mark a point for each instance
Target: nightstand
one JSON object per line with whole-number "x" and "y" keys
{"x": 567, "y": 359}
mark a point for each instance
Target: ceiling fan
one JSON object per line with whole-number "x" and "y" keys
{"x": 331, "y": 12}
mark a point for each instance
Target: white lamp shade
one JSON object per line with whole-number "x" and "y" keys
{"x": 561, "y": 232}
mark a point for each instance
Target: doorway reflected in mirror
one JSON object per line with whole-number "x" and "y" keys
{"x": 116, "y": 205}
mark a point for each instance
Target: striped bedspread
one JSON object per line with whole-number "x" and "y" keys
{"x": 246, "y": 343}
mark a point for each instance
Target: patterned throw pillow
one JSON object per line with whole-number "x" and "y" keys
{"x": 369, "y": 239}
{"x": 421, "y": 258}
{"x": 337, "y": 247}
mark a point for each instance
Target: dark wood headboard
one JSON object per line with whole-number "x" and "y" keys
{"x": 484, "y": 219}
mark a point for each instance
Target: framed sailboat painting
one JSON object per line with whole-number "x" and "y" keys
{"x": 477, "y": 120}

...

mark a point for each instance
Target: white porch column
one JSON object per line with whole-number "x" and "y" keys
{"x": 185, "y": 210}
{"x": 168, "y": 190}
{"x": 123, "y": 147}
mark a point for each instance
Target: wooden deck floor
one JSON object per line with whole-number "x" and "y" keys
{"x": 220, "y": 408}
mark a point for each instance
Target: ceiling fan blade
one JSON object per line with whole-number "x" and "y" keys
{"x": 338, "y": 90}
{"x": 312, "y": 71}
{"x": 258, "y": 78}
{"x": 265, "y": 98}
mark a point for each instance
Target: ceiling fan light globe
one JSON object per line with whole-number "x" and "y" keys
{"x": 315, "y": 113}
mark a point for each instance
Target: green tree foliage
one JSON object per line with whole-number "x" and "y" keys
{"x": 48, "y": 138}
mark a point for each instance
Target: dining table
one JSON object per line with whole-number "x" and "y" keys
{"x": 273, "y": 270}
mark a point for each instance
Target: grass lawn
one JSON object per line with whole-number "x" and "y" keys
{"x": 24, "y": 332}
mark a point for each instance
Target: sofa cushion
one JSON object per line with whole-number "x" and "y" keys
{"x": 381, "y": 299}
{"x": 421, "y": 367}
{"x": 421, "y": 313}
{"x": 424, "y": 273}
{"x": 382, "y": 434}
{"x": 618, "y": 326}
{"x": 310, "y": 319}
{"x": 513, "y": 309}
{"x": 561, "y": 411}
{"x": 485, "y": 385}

* [Instructions to follow] Consider the entries above and return each line with the string "ceiling".

* [Task answer]
Target: ceiling fan
Target: ceiling fan blade
Target: ceiling fan light globe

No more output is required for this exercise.